[Start]

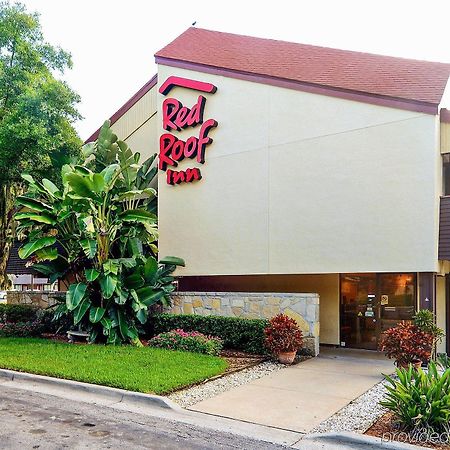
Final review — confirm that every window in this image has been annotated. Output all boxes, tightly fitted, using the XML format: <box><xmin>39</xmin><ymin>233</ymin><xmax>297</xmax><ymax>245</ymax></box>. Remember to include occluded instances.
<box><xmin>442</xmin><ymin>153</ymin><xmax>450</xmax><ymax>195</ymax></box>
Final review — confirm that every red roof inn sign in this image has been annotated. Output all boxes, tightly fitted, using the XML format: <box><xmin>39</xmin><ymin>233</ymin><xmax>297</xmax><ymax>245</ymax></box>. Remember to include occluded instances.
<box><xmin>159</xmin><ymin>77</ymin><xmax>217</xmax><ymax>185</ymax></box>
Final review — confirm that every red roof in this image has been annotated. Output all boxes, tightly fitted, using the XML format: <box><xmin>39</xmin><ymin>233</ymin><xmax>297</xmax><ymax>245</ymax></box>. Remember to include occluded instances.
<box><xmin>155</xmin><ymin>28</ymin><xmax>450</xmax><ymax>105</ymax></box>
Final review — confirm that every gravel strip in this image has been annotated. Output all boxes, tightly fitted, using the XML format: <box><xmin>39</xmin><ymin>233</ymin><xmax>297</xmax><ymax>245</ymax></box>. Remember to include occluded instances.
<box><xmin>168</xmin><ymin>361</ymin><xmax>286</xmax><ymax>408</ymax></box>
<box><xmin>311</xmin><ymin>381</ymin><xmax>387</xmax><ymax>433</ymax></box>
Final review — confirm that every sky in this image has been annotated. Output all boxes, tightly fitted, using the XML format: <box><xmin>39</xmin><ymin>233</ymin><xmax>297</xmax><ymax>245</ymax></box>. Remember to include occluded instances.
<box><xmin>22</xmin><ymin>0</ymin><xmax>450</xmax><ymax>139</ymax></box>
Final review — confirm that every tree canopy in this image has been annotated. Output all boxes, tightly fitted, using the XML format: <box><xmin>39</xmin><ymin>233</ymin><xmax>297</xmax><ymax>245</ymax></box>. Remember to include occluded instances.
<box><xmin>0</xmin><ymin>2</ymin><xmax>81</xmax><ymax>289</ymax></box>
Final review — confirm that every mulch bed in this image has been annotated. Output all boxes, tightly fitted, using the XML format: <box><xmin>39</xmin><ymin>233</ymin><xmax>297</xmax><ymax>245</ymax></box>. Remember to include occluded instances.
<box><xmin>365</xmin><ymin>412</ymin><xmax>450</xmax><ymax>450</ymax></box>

[End]
[Start]

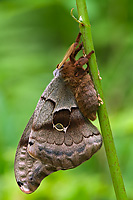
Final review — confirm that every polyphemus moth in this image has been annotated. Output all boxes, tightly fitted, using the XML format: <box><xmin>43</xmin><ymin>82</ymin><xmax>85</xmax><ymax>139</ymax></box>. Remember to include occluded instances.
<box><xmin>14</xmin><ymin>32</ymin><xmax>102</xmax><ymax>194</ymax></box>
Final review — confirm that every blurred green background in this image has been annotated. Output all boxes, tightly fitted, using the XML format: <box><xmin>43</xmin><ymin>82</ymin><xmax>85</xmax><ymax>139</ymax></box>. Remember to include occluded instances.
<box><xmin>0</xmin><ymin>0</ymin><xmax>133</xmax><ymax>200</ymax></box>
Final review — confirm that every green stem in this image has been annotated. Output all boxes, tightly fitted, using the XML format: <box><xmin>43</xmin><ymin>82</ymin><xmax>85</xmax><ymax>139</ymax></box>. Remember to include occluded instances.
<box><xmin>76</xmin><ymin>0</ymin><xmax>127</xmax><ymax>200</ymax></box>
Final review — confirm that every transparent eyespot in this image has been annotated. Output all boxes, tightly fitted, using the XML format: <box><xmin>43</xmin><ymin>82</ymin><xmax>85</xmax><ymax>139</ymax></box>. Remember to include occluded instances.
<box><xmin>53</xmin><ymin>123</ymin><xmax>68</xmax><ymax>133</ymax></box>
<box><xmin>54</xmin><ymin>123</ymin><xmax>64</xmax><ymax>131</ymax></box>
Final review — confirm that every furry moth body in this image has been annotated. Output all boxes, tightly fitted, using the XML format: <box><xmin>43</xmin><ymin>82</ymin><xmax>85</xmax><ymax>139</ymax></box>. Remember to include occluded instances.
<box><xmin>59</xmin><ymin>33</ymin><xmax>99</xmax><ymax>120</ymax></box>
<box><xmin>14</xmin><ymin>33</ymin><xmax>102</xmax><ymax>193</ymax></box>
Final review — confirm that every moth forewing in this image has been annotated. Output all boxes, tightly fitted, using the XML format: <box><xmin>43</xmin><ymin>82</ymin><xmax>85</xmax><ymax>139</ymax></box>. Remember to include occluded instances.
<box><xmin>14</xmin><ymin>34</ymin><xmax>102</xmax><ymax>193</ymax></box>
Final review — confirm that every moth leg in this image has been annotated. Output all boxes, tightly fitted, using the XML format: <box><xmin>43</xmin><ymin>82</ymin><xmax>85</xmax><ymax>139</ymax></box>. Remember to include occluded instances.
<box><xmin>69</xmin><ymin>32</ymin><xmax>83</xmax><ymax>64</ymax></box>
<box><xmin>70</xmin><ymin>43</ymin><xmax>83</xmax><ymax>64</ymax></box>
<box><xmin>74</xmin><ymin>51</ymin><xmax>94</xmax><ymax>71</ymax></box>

[End]

JOB:
Return every line of the material above that contains the string "roof", with case counting.

TASK OUTPUT:
Final review — confirm that every red roof inn sign in this image has been annotated. Output all boxes, tightly fitted, using the XML format: <box><xmin>39</xmin><ymin>233</ymin><xmax>297</xmax><ymax>245</ymax></box>. Remember to include occluded instances.
Final review — confirm that every red roof in this image has been annotated. Output all boxes, tightly fitted, using the XML format: <box><xmin>39</xmin><ymin>233</ymin><xmax>297</xmax><ymax>245</ymax></box>. Remember to include occluded instances.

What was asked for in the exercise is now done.